--- DATASET RECORDS ---
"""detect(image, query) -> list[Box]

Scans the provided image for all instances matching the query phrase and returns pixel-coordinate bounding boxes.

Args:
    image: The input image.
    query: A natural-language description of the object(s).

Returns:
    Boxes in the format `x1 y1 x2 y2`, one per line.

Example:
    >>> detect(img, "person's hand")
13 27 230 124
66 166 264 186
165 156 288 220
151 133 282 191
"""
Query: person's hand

--- EXERCISE ---
Show the lines above that include "person".

--- EXERCISE ANSWER ---
    >>> detect(img, "person's hand")
Query: person's hand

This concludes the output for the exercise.